▸ **WHAT THE EXERCISE ASKS**
Find each line in the items that contains the word "white" and copy those lines out.

[Outline labeling records]
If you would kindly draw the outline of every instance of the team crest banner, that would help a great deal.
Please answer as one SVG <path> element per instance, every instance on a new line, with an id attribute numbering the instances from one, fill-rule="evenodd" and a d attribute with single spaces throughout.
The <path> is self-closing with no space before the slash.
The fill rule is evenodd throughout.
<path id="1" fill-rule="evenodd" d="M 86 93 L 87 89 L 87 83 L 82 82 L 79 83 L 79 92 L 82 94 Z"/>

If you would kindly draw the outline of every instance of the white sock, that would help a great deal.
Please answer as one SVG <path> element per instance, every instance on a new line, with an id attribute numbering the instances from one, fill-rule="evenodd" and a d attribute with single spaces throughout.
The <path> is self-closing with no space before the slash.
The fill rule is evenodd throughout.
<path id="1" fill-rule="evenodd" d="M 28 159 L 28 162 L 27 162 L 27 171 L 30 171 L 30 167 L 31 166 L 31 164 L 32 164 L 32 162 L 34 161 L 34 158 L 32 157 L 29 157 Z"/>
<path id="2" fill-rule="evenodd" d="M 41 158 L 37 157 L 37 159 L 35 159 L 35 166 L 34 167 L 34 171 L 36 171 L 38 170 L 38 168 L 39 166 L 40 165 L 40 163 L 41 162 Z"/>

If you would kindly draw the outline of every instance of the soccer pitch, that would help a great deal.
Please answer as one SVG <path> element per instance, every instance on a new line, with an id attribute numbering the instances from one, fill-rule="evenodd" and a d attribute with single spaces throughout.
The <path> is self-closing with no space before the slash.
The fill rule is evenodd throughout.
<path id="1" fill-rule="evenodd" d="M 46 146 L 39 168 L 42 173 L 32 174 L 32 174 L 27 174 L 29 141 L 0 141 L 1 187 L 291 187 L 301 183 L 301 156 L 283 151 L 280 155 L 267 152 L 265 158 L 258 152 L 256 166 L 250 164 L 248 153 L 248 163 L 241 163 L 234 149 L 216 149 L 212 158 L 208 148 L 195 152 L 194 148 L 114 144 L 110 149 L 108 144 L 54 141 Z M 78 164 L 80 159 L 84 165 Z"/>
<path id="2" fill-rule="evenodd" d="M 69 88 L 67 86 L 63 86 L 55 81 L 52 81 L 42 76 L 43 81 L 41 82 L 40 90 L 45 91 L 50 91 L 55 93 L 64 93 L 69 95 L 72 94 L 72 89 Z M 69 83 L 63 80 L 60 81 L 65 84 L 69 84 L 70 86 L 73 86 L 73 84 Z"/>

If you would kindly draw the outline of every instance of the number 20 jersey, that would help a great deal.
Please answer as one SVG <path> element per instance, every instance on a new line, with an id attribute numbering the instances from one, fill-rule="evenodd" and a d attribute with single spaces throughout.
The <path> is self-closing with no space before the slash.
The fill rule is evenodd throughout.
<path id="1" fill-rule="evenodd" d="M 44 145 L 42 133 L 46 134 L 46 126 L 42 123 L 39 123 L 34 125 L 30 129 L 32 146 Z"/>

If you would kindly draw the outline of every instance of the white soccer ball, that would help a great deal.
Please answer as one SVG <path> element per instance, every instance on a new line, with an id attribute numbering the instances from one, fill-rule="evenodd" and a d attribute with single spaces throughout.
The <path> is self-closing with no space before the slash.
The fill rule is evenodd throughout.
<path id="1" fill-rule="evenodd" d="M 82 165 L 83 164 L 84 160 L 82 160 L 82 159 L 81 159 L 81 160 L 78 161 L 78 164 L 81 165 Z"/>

▸ **RESPONSE**
If you would kindly draw the outline of every instance of the white sock, that would help a great deal.
If you would kindly draw the outline of every instance of the white soccer ball, that would help a great deal.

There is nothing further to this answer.